What needs to be done -> Convert the material below into a JSON list of strings, with one string for each line and blank lines omitted.

Records provided ->

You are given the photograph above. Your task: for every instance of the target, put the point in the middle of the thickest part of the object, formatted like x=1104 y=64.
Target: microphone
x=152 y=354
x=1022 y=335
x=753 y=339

Exercise response ->
[
  "You are given the photograph above. Your task: for every instance of the target, put the point in the middle of the thickest part of the object, formatted like x=1104 y=64.",
  "Target: microphone",
  "x=152 y=354",
  "x=1022 y=335",
  "x=753 y=339"
]